* **Short task**:
Which lines below contain the word "wing"? Return every such line in full, treating uppercase and lowercase as different.

Data entries:
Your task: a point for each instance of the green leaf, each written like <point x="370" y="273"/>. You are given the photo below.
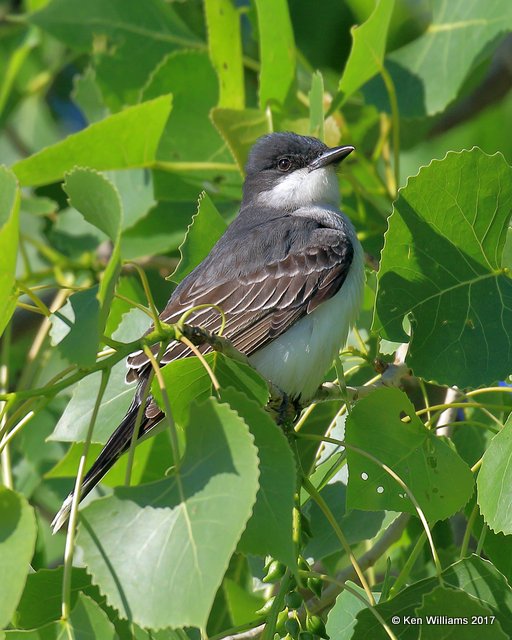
<point x="87" y="621"/>
<point x="455" y="604"/>
<point x="87" y="96"/>
<point x="42" y="596"/>
<point x="495" y="498"/>
<point x="135" y="188"/>
<point x="477" y="577"/>
<point x="117" y="32"/>
<point x="441" y="265"/>
<point x="438" y="478"/>
<point x="96" y="198"/>
<point x="269" y="530"/>
<point x="368" y="48"/>
<point x="192" y="102"/>
<point x="206" y="228"/>
<point x="240" y="130"/>
<point x="73" y="424"/>
<point x="160" y="231"/>
<point x="277" y="51"/>
<point x="99" y="202"/>
<point x="429" y="71"/>
<point x="187" y="526"/>
<point x="225" y="46"/>
<point x="187" y="380"/>
<point x="316" y="106"/>
<point x="9" y="219"/>
<point x="356" y="525"/>
<point x="124" y="140"/>
<point x="75" y="328"/>
<point x="17" y="542"/>
<point x="342" y="617"/>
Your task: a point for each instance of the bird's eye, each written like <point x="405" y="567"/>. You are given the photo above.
<point x="284" y="164"/>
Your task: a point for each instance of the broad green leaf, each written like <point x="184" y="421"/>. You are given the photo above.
<point x="117" y="32"/>
<point x="443" y="604"/>
<point x="342" y="617"/>
<point x="316" y="106"/>
<point x="73" y="424"/>
<point x="187" y="379"/>
<point x="474" y="576"/>
<point x="356" y="525"/>
<point x="125" y="322"/>
<point x="160" y="231"/>
<point x="277" y="51"/>
<point x="87" y="621"/>
<point x="429" y="71"/>
<point x="42" y="597"/>
<point x="206" y="228"/>
<point x="368" y="48"/>
<point x="17" y="542"/>
<point x="135" y="187"/>
<point x="187" y="526"/>
<point x="225" y="46"/>
<point x="494" y="482"/>
<point x="121" y="141"/>
<point x="269" y="530"/>
<point x="441" y="265"/>
<point x="438" y="478"/>
<point x="192" y="102"/>
<point x="240" y="130"/>
<point x="99" y="202"/>
<point x="9" y="213"/>
<point x="75" y="328"/>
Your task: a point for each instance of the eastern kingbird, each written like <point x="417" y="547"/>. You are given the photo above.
<point x="288" y="274"/>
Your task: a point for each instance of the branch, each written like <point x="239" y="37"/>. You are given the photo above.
<point x="367" y="560"/>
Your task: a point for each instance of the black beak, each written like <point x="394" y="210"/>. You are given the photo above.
<point x="331" y="156"/>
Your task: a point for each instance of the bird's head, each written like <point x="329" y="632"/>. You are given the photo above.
<point x="287" y="171"/>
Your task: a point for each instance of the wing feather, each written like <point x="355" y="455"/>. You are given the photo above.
<point x="261" y="304"/>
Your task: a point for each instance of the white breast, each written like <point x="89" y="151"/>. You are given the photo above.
<point x="297" y="360"/>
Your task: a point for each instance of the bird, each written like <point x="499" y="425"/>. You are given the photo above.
<point x="288" y="273"/>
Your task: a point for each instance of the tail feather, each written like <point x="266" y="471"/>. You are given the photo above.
<point x="117" y="444"/>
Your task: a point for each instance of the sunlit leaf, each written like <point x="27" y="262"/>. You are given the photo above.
<point x="187" y="526"/>
<point x="438" y="478"/>
<point x="441" y="265"/>
<point x="269" y="530"/>
<point x="9" y="212"/>
<point x="368" y="48"/>
<point x="495" y="497"/>
<point x="123" y="140"/>
<point x="277" y="51"/>
<point x="118" y="31"/>
<point x="225" y="45"/>
<point x="206" y="228"/>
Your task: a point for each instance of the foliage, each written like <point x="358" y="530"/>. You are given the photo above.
<point x="125" y="127"/>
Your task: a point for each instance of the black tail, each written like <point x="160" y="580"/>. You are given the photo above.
<point x="117" y="444"/>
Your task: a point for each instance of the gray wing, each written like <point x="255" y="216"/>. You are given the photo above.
<point x="261" y="304"/>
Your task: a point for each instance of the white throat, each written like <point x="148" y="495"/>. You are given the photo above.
<point x="304" y="188"/>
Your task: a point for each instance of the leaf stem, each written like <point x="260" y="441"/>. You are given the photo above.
<point x="395" y="115"/>
<point x="356" y="594"/>
<point x="467" y="533"/>
<point x="396" y="477"/>
<point x="406" y="569"/>
<point x="73" y="515"/>
<point x="310" y="488"/>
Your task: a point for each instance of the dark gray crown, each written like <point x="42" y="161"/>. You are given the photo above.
<point x="269" y="148"/>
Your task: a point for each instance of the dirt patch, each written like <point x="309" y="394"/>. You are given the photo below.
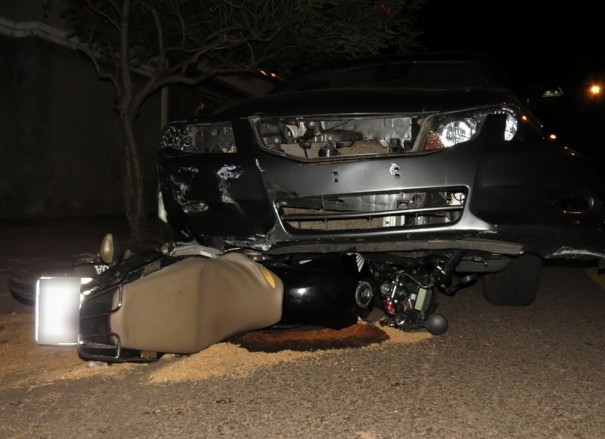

* **Full response**:
Your task: a point for each instance of the wing feather, each written like <point x="355" y="455"/>. You are given the photo above.
Your task: a point for each instance of the gray wing, each written like <point x="255" y="216"/>. You are given the photo above.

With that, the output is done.